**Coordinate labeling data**
▬▬▬▬▬▬▬▬▬▬

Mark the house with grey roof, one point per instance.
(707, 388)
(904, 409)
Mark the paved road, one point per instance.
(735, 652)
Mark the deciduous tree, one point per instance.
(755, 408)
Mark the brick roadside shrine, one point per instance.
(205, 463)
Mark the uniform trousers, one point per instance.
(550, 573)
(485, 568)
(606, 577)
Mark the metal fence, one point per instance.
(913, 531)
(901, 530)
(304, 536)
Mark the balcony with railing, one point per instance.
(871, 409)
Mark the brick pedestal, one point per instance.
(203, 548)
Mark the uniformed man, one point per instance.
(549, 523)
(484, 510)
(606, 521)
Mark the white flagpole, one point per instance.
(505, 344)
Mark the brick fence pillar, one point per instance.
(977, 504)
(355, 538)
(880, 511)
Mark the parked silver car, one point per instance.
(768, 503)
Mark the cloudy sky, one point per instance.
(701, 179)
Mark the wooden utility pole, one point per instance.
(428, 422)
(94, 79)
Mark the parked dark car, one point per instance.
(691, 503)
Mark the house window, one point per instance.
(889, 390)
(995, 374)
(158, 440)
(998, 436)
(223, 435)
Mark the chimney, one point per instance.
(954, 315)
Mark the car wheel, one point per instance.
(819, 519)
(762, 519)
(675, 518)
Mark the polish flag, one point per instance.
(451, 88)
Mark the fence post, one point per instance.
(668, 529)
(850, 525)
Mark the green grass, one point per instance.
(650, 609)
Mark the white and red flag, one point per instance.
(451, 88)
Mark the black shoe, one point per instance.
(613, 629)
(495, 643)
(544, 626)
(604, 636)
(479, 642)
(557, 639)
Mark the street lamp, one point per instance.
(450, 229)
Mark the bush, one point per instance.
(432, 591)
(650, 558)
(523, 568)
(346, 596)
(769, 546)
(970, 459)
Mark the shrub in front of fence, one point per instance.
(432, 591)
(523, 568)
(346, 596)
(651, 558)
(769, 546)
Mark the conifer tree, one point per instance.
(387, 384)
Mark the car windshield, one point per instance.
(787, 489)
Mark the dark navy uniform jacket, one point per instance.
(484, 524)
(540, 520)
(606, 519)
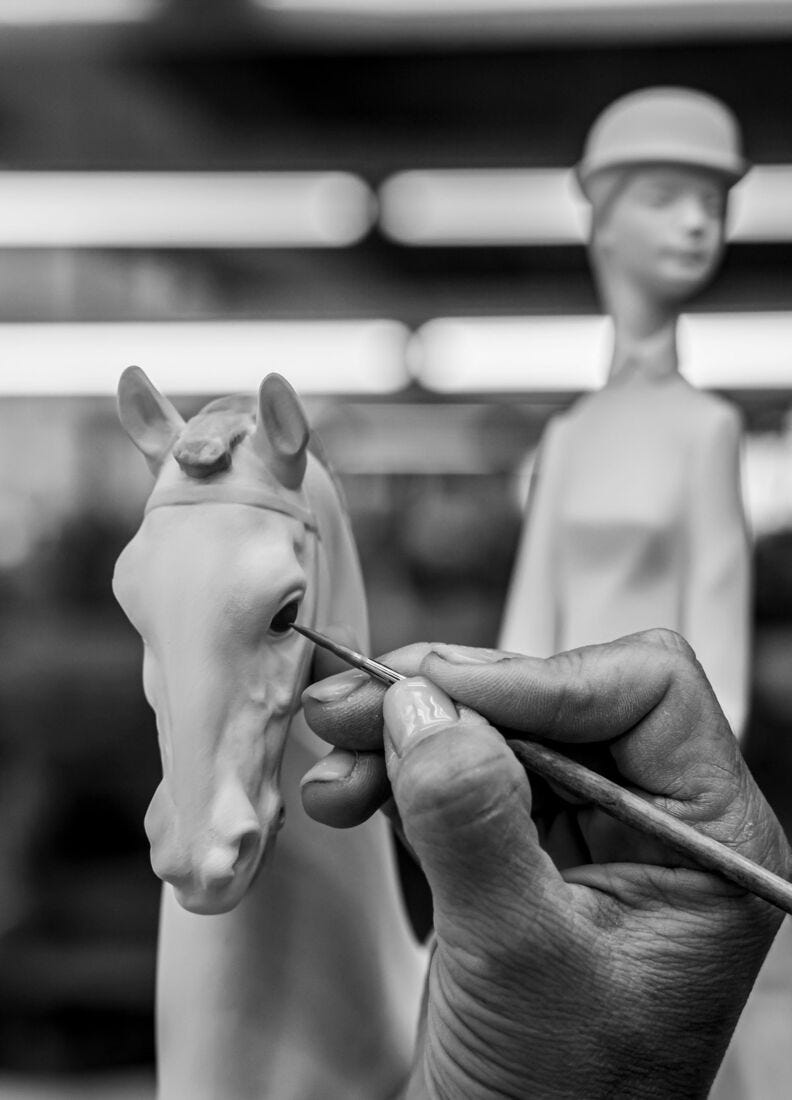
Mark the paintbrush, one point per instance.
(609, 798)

▬▬▬▬▬▬▬▬▬▬

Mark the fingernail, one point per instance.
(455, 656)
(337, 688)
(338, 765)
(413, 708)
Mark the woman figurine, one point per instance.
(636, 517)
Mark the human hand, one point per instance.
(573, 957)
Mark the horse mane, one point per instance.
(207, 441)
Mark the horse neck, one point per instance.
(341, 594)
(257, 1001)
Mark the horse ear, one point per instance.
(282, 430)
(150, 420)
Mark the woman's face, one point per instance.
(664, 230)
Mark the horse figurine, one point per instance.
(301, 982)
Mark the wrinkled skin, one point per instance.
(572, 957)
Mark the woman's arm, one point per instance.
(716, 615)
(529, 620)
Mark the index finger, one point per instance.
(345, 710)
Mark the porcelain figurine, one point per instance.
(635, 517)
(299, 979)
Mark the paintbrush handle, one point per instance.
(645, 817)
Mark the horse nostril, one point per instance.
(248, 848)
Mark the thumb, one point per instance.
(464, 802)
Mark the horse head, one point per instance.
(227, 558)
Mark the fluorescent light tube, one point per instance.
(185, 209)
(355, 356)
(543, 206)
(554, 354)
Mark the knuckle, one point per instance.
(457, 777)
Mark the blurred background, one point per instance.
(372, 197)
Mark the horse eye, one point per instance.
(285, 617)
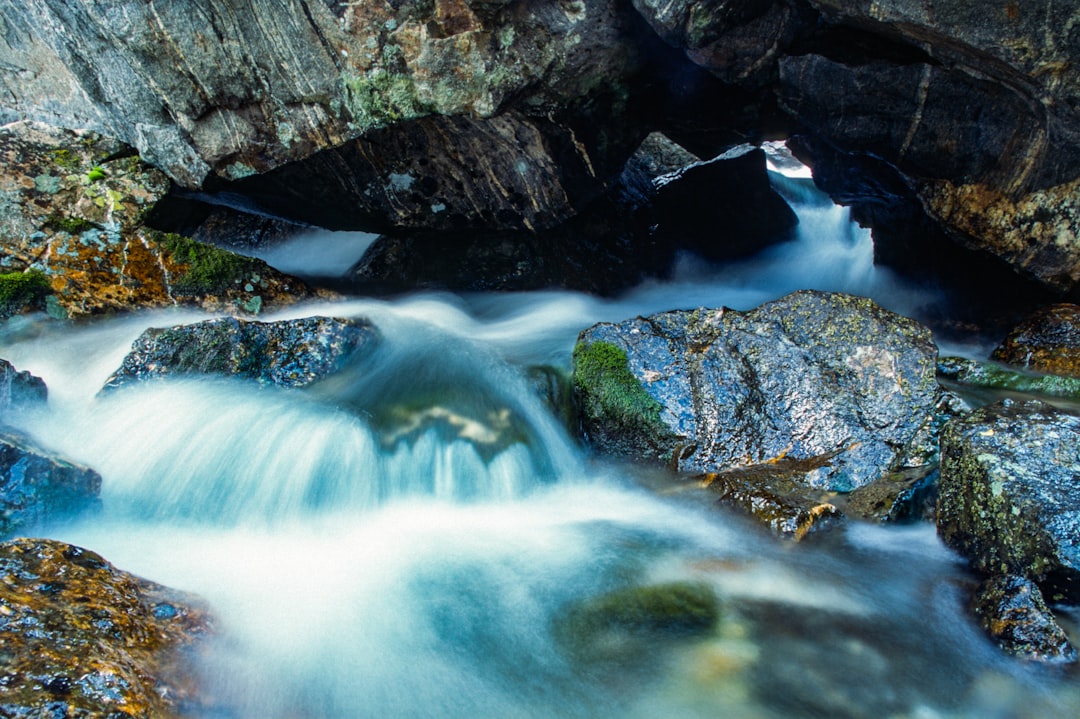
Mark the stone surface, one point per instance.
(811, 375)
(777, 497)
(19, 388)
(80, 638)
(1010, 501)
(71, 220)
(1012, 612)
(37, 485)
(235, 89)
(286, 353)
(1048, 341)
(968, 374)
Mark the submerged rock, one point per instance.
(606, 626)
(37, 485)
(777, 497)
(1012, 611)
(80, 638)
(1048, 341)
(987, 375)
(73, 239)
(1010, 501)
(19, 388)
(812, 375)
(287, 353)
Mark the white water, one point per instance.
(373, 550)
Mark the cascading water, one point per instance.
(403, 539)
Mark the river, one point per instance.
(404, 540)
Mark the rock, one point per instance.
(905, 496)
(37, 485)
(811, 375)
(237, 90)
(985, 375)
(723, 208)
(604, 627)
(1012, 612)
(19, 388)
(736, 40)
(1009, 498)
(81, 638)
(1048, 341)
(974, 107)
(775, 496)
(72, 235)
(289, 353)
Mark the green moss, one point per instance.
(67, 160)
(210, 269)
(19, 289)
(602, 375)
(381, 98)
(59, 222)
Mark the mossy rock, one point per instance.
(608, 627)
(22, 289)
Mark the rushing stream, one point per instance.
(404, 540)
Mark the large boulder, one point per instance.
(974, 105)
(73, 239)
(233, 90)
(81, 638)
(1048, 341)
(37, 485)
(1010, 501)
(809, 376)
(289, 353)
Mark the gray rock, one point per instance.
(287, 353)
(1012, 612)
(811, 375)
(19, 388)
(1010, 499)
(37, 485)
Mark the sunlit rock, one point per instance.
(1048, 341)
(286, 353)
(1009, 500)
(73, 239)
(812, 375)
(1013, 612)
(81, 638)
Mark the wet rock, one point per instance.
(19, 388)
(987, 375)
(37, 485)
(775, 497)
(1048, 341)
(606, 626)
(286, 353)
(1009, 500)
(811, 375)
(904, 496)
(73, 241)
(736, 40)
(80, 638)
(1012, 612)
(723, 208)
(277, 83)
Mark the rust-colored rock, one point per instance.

▬▬▬▬▬▬▬▬▬▬

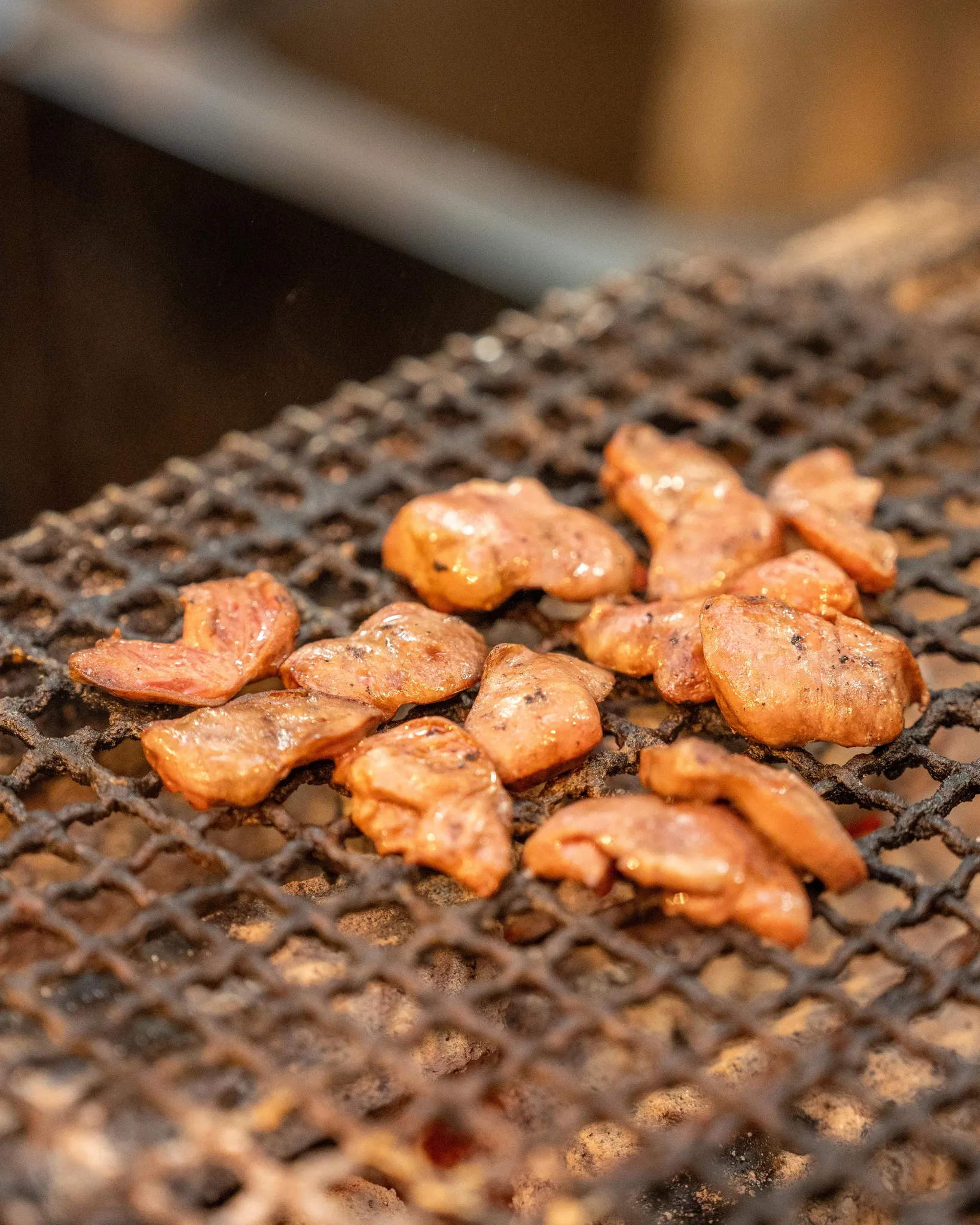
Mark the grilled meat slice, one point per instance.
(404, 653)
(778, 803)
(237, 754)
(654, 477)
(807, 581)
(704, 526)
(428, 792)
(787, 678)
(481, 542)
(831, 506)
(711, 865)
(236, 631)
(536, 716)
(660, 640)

▬▬▬▬▬▬▬▬▬▬

**Set task**
Count the lines in the material above that contain the word "fence". Give only the number.

**Output**
4